▸ BRIEF: Locate each line in the material below that contains the word "child", and copy those lines.

▸ TASK INPUTS:
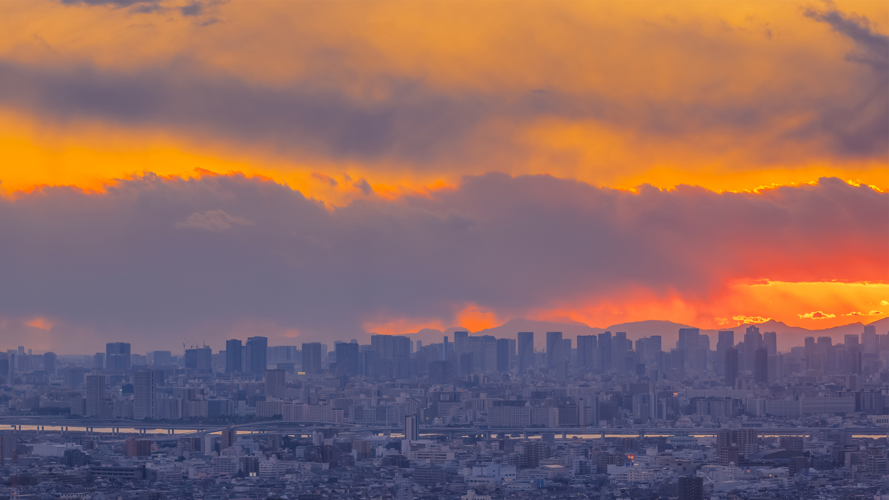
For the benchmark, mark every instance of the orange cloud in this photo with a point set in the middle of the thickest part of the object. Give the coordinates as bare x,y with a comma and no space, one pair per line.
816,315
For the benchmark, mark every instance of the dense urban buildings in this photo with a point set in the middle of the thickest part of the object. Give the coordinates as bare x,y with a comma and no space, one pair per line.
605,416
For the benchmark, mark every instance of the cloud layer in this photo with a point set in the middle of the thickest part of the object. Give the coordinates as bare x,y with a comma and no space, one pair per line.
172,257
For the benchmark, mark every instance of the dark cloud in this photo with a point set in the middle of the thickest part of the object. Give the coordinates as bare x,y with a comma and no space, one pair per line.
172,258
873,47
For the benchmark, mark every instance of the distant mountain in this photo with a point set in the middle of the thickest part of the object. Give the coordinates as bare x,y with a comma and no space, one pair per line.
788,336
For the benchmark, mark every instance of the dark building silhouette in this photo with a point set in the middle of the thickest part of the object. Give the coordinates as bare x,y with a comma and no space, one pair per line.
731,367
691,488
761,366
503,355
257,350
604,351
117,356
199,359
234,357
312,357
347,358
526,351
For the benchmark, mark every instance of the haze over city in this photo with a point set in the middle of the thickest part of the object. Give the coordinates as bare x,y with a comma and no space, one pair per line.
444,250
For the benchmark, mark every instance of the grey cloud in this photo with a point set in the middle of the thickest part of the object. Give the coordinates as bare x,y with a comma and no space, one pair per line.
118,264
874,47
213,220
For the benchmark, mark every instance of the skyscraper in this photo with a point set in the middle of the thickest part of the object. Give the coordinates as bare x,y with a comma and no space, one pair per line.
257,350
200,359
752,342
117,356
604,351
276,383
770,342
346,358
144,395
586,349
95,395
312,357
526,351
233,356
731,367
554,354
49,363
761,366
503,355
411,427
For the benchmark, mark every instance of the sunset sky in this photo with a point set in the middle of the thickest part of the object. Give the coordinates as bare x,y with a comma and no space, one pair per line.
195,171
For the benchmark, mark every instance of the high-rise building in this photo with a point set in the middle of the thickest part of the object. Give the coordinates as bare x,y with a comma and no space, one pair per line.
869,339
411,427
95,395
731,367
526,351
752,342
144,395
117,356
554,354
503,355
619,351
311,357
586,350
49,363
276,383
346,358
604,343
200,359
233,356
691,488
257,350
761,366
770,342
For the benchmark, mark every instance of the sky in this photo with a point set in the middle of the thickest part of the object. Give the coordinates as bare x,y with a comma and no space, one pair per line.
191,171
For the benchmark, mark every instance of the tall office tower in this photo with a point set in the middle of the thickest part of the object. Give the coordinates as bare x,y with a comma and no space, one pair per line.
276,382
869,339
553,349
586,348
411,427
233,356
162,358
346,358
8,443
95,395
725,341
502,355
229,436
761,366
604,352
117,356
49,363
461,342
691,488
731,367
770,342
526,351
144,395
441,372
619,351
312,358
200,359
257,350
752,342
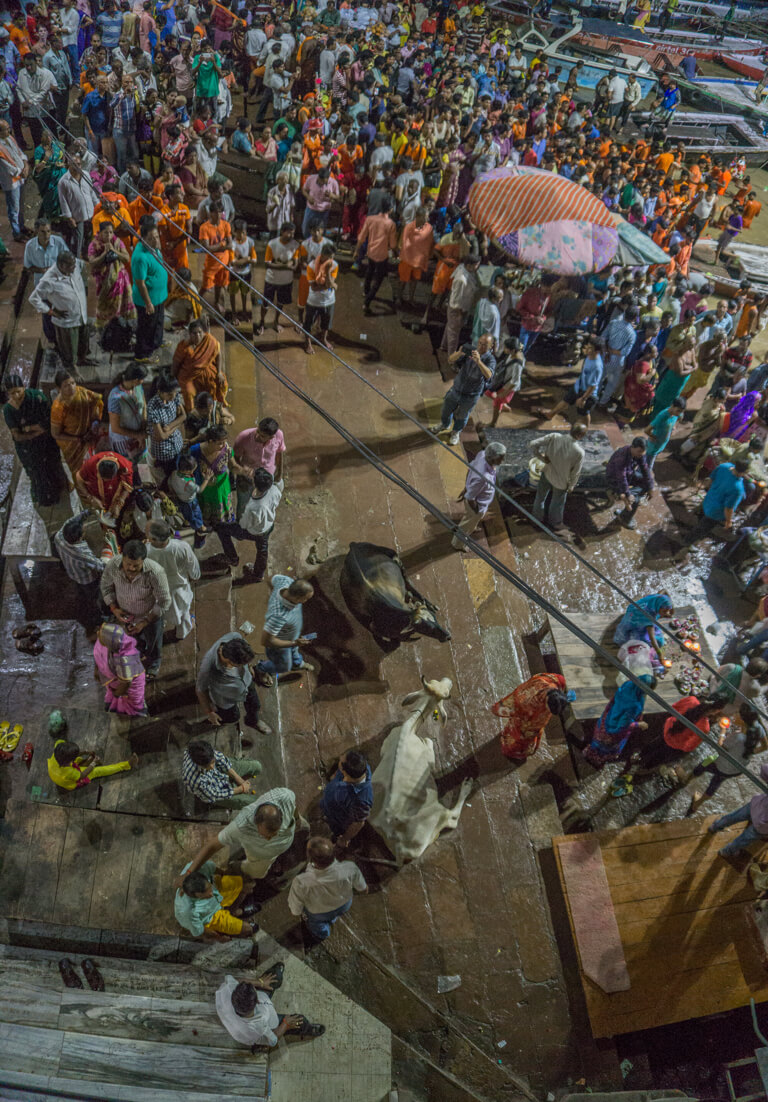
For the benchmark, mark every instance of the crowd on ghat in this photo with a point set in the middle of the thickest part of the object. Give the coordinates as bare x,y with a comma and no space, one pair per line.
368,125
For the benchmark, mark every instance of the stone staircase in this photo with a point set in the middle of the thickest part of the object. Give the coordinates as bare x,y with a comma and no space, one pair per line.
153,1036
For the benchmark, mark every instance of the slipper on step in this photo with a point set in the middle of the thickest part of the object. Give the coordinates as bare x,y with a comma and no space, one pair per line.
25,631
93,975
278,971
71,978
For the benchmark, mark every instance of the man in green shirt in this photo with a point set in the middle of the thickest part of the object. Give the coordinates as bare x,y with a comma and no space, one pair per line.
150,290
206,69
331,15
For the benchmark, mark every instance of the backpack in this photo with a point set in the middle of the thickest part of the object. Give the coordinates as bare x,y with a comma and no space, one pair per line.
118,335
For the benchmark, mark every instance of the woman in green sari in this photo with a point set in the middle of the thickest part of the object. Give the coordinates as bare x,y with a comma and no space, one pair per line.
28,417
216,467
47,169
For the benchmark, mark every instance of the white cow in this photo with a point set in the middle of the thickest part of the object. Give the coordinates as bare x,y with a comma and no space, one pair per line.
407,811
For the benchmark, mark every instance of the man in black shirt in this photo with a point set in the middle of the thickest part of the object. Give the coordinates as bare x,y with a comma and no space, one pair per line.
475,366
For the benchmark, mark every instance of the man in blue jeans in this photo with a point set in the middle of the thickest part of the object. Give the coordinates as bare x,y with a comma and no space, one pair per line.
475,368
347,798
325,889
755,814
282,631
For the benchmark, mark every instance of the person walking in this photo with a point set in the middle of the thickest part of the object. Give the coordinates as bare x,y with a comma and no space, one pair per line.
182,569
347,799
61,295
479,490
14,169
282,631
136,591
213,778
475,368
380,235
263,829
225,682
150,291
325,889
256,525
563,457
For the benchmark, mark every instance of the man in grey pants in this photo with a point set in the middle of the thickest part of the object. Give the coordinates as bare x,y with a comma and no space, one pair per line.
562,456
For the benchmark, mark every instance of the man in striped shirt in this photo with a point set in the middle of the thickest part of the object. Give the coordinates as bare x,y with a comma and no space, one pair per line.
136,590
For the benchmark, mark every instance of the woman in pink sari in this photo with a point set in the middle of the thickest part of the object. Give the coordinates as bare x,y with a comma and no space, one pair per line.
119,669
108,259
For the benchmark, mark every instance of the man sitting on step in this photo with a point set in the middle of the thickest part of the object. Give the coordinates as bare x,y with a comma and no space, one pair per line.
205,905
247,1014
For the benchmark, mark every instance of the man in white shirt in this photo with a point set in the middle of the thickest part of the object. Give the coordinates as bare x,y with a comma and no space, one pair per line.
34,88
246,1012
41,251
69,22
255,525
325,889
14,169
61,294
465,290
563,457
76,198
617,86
...
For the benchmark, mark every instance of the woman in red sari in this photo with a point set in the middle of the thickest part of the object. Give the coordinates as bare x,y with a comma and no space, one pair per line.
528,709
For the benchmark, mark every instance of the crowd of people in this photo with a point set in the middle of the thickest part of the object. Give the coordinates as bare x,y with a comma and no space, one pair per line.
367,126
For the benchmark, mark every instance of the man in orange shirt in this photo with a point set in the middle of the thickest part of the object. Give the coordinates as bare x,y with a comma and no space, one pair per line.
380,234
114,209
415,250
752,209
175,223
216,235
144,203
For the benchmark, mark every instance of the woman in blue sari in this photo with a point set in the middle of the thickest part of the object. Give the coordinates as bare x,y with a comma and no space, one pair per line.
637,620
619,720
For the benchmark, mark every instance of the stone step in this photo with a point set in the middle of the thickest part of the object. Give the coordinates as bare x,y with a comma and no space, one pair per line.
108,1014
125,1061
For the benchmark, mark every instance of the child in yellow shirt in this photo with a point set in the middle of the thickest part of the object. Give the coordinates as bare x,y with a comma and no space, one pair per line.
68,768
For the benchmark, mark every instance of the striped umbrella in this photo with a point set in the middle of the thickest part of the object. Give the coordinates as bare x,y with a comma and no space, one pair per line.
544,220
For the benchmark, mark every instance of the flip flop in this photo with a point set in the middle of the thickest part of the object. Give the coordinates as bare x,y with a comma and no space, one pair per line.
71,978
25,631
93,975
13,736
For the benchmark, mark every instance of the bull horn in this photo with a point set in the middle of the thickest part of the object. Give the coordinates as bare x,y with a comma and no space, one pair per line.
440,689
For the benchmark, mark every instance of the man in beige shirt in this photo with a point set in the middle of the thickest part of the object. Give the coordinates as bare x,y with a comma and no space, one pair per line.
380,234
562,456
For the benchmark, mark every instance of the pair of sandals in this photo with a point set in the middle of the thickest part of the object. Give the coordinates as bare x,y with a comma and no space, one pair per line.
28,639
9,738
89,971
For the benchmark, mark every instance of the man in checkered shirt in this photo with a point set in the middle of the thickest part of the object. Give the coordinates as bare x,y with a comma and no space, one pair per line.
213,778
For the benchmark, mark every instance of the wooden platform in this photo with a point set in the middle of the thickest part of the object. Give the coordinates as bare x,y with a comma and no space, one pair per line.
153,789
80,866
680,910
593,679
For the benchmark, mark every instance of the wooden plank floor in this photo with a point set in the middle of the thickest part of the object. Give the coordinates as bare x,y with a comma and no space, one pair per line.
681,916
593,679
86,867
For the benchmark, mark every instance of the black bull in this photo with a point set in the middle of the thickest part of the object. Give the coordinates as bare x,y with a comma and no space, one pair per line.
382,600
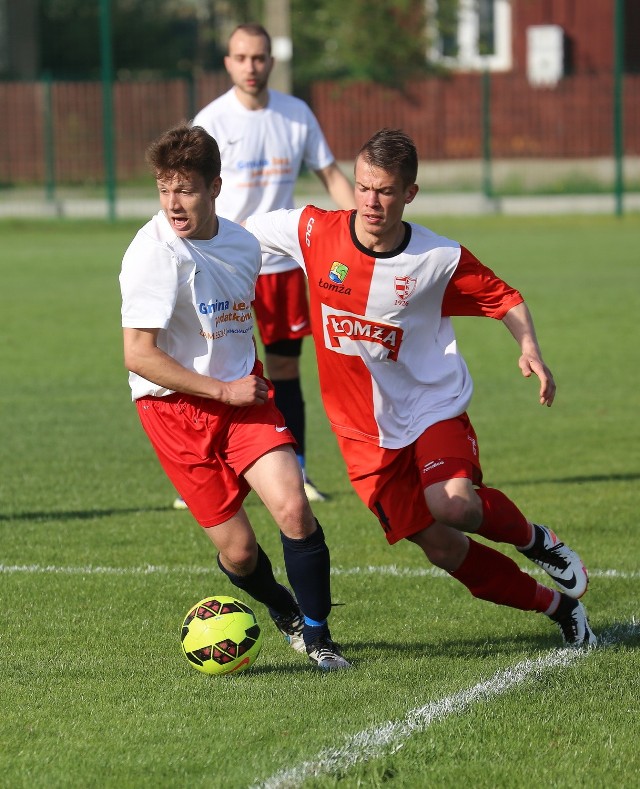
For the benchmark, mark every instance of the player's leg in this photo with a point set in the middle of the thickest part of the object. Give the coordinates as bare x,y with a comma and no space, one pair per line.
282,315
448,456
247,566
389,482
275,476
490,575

▸ TASK RESULT:
For the benchmark, mark every instance of the child in yellow shirt in this photo with a point set in the middle of the thickest part of the object. Give the coordinates as bare x,y with a comma and no space, one pair per line.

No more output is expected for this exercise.